====== Data lines ======

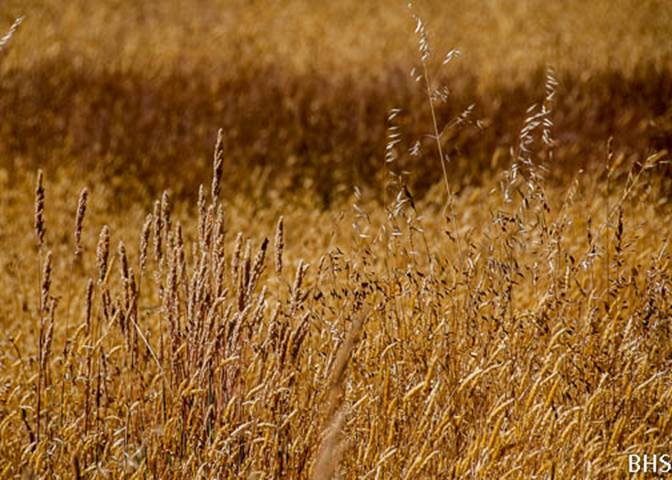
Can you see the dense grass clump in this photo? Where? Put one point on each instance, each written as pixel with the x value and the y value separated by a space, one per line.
pixel 452 274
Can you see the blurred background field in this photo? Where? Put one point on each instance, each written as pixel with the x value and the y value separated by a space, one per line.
pixel 327 304
pixel 137 90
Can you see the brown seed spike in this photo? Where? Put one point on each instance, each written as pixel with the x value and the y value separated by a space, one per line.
pixel 103 253
pixel 79 220
pixel 279 244
pixel 39 209
pixel 217 166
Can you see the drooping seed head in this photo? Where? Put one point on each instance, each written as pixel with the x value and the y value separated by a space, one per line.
pixel 79 220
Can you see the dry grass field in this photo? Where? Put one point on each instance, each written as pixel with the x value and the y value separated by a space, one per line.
pixel 289 239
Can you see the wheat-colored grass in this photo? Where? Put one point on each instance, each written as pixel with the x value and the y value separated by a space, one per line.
pixel 507 319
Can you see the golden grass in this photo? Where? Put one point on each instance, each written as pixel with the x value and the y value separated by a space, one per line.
pixel 487 315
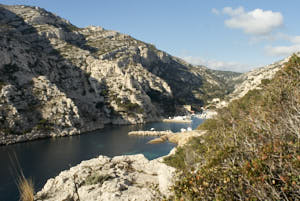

======

**What is needed**
Please update everything from the start of the lines down to the line containing "pixel 217 166" by swapping "instance" for "occurrence" and leaving the rest unchanged. Omit the pictures from your answer.

**Correct output**
Can you see the dense grass clump in this photo? Where? Put one point on each occurrence, each written as pixel with the x value and the y value separated by a space, one per line.
pixel 452 274
Can you see the blurred background field in this photo? Where? Put one point on each occurrence, each written as pixel with the x value and the y value separated by a space, one per line.
pixel 327 304
pixel 137 90
Can you see the brown seed spike in this photo? Where? Put one point on each occurrence, each written as pixel with the x value and the y value separated by a space, one per line.
pixel 103 253
pixel 79 220
pixel 279 244
pixel 39 209
pixel 217 166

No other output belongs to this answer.